Prediction of Ovarian Cancer Survival using Machine Learning: A Population-Based Study
Author(s): Munetoshi Akazawa, Kazunori Hashimoto
Objective: Accurate prediction could lead to risk stratification of patients and can be used as a decision-making tool for adjuvant chemotherapy. This study aimed to predict the prognosis of ovarian cancer using machine learning models.
Materials and Methods: We included patients with epithelial ovarian cancer between 2004 and 2019 extracted from Surveillance, Epidemiology, and End Results (SEER) database. We predicted the 5-year overall survival of patients using 12 clinic-pathological variables. Two machine learning models including gradient boosting machine (XGBoost) and artificial neural network were compared with traditional logistic regression. After 5-fold cross validation, we evaluated the model performance using classification accuracy and area under the curve (AUC) of the receiver operation curve. The importance of the variables in the construction of the prediction models was evaluated.
Results: A total of 18,438 patients were included in the study. Among three prediction models, XGBoost exhibited the best performance, followed by artificial neural network and logistic regression. XGBoost achieved a class accuracy of 0.809 (95%CI: 0.807–0.810) and AUC of 0.808 (95%CI: 0.806–0.809). The class accuracy and AUC were 0.802 (95%CI: 0.794–0.809) and 0.797 (95%CI: 0.784–0.808) in artificial neural network, 0.791 (95%CI: 0.787–0.794) and 0.784 (95%CI: 0.780–0.786) in logistic regression, respectively. In the XGBoost model, the most important variables were “summary stage,” followed by “year of diagnosis” and “M classification”.

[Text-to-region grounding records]

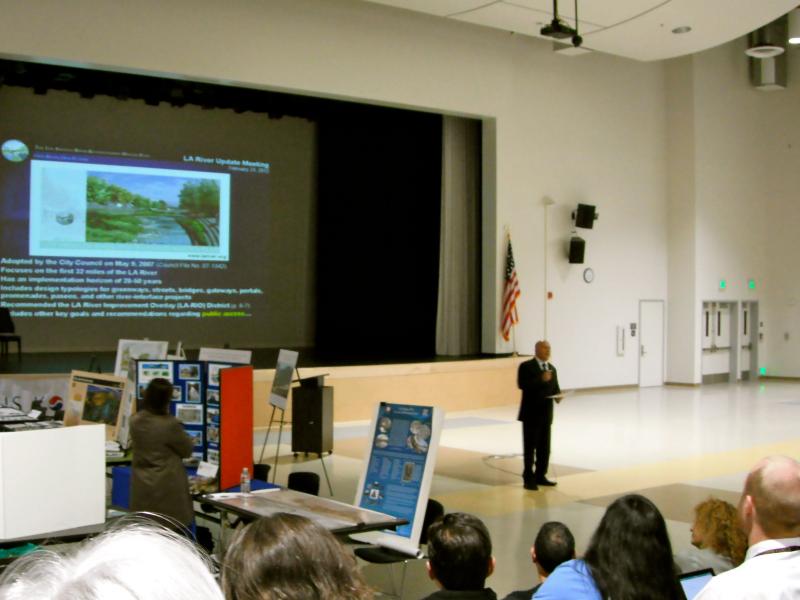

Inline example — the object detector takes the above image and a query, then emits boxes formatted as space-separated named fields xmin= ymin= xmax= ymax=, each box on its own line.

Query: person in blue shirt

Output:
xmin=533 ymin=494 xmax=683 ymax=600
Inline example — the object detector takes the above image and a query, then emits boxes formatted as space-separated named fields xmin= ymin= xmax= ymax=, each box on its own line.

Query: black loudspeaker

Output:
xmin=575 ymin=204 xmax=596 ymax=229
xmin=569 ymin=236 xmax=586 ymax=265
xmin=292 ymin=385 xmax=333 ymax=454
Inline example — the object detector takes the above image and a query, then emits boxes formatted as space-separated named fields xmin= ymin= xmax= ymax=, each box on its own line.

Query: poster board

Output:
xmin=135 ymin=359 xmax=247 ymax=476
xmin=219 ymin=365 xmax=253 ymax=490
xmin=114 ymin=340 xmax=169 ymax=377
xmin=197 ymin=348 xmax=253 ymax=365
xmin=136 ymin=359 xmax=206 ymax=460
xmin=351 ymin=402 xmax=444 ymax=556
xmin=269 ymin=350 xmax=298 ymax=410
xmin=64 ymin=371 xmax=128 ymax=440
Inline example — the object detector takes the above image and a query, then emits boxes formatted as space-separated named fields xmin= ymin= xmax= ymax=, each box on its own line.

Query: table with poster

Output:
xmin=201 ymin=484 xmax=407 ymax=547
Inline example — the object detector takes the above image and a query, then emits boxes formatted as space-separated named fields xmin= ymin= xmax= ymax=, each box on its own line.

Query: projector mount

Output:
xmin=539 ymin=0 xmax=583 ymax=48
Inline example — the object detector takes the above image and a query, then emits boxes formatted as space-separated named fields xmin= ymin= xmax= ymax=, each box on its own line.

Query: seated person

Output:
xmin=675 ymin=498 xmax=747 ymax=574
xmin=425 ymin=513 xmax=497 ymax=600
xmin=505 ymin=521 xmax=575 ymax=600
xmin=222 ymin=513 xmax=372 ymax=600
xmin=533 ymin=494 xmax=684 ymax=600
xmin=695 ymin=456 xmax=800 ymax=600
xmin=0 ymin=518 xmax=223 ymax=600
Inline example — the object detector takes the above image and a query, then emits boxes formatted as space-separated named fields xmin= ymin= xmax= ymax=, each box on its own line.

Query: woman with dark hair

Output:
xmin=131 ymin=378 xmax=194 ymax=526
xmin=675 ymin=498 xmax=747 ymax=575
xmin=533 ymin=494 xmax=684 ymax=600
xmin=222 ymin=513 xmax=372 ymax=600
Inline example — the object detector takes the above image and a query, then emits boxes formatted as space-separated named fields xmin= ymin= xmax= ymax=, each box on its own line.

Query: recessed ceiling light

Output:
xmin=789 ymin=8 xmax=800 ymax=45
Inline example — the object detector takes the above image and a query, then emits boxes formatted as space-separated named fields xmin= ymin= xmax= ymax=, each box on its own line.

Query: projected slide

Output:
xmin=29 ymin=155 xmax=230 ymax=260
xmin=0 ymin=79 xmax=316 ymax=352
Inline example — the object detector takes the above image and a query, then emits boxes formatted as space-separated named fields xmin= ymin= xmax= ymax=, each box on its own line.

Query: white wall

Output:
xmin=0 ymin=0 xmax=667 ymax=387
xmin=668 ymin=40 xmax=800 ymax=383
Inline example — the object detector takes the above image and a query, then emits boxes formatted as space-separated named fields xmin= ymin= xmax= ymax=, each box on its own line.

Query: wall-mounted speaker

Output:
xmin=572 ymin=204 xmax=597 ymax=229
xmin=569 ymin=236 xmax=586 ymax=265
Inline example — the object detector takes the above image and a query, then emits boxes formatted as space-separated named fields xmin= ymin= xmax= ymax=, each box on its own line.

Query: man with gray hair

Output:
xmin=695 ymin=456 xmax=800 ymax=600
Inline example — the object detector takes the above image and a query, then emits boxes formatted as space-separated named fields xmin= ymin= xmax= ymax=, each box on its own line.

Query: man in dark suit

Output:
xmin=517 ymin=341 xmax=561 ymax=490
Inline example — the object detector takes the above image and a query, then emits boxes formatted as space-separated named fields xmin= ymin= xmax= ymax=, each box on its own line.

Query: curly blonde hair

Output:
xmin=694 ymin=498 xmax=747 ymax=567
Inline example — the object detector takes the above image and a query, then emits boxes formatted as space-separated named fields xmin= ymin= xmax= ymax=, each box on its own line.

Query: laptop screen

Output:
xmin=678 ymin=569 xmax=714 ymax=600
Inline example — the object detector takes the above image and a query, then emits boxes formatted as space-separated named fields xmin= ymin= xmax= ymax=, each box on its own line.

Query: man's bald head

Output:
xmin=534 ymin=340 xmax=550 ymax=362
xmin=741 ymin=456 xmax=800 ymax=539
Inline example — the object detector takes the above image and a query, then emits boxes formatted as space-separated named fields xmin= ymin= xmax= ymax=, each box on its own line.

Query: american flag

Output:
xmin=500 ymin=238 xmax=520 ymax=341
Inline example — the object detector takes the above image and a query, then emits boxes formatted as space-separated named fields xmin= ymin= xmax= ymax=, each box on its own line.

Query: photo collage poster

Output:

...

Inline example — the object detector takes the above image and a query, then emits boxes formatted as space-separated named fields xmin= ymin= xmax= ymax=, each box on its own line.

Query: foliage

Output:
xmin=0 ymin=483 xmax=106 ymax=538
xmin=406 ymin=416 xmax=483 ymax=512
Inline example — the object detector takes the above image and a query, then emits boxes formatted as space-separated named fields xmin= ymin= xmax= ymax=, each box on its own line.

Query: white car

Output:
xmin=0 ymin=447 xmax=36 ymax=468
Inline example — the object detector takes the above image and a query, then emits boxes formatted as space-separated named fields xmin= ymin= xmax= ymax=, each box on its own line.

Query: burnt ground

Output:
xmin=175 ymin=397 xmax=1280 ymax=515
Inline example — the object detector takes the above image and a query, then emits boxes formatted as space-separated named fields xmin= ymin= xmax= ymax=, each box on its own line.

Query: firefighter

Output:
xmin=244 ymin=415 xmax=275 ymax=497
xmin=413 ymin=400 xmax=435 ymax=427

--

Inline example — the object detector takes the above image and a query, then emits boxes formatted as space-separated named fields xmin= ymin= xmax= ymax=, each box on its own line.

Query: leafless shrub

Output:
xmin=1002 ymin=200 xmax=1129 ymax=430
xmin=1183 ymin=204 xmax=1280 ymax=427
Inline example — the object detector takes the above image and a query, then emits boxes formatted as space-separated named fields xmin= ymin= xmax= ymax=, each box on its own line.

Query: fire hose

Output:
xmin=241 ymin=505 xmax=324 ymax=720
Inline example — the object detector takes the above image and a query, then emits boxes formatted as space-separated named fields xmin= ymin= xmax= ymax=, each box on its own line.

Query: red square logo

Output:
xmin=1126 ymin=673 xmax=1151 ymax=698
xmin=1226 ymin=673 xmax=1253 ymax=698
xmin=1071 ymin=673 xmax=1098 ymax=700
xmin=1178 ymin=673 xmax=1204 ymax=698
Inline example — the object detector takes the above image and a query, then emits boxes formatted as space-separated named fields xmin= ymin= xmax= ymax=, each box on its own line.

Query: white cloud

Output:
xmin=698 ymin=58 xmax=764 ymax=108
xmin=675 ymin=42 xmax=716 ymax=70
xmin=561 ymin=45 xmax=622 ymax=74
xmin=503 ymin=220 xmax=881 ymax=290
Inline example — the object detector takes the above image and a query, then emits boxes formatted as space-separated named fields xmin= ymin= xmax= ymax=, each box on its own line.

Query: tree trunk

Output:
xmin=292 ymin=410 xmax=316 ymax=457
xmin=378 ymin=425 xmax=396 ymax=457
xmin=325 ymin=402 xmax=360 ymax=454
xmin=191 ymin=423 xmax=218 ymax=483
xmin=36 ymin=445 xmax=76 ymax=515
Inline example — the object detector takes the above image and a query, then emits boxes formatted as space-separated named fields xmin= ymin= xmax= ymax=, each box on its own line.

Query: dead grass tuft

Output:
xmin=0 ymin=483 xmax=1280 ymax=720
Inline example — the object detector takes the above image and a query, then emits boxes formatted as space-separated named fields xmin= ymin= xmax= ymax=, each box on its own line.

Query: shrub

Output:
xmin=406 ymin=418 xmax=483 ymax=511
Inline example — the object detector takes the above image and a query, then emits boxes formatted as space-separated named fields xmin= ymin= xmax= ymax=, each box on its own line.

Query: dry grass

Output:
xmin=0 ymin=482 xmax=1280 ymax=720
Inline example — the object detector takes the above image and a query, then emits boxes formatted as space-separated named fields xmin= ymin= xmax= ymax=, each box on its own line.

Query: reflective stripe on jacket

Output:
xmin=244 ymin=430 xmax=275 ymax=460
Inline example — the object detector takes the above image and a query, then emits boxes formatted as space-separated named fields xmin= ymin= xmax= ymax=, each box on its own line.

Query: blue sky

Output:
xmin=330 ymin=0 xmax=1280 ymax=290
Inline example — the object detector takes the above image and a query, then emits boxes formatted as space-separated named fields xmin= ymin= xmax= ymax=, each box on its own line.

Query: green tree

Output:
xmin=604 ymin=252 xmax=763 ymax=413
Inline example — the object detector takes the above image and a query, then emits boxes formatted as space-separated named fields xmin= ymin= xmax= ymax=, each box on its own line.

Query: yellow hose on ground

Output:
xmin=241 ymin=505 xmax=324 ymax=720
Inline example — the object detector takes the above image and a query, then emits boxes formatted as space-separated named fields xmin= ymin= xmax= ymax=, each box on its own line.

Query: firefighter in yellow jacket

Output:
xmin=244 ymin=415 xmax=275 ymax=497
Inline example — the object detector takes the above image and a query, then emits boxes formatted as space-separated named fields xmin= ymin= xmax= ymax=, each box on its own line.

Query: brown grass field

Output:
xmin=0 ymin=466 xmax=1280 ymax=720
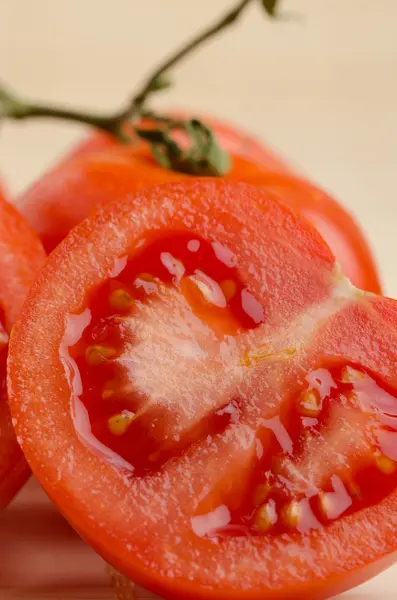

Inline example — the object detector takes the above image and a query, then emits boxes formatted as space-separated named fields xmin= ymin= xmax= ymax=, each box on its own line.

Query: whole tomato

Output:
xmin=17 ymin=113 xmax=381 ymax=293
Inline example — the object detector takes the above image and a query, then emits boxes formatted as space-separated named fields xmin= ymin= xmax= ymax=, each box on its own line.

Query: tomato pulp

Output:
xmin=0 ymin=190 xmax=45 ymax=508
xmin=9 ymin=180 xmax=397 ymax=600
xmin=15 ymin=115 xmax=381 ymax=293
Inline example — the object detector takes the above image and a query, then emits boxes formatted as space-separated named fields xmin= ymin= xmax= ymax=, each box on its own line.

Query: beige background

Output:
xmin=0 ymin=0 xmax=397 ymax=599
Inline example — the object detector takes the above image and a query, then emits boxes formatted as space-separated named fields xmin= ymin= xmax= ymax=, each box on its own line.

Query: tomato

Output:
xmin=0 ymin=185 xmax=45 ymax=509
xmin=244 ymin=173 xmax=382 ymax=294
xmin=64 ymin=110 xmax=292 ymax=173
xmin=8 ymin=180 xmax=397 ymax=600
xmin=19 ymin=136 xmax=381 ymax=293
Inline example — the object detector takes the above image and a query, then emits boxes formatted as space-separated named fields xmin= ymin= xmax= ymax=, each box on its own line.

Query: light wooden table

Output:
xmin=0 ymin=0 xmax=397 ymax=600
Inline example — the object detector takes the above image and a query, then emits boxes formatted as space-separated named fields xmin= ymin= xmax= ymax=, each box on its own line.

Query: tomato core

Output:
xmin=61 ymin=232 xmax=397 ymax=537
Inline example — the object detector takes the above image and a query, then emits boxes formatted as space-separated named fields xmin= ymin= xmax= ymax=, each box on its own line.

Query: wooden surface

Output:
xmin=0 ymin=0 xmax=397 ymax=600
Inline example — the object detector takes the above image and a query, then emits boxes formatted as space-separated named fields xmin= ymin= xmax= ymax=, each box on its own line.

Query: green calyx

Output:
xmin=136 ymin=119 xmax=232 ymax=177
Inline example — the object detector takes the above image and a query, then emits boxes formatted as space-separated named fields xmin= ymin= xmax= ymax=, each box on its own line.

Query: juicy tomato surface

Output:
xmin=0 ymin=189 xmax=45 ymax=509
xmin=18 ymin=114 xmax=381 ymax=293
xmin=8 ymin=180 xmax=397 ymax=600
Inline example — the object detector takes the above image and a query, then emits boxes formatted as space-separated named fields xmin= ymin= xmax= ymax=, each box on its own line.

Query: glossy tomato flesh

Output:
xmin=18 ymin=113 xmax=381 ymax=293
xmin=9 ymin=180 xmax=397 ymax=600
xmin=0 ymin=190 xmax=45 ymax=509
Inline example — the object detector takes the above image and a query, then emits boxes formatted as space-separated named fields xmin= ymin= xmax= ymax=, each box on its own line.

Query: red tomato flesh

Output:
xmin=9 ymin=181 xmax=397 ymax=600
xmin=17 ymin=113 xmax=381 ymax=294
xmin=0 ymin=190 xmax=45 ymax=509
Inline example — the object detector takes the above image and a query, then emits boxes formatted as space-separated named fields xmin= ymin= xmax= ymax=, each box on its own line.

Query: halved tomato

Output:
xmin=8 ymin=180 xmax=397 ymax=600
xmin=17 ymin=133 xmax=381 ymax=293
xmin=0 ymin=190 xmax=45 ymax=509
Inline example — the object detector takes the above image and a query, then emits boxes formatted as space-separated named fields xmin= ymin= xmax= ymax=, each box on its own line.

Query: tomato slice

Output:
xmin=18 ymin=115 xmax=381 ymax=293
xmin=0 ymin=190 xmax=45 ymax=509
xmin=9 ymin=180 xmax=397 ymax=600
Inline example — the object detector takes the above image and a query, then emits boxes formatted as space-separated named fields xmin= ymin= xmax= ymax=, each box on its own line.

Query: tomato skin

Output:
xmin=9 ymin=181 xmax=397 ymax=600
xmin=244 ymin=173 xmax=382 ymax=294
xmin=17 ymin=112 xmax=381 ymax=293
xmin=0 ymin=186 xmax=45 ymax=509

Instructions for the task —
Can you return the part of the ovarian cancer abstract that begins at the words "Materials and Methods: We" and stops after "models was evaluated.", copied word for word? These records are separate from the ovarian cancer abstract and have no connection to it.

Task answer —
Materials and Methods: We included patients with epithelial ovarian cancer between 2004 and 2019 extracted from Surveillance, Epidemiology, and End Results (SEER) database. We predicted the 5-year overall survival of patients using 12 clinic-pathological variables. Two machine learning models including gradient boosting machine (XGBoost) and artificial neural network were compared with traditional logistic regression. After 5-fold cross validation, we evaluated the model performance using classification accuracy and area under the curve (AUC) of the receiver operation curve. The importance of the variables in the construction of the prediction models was evaluated.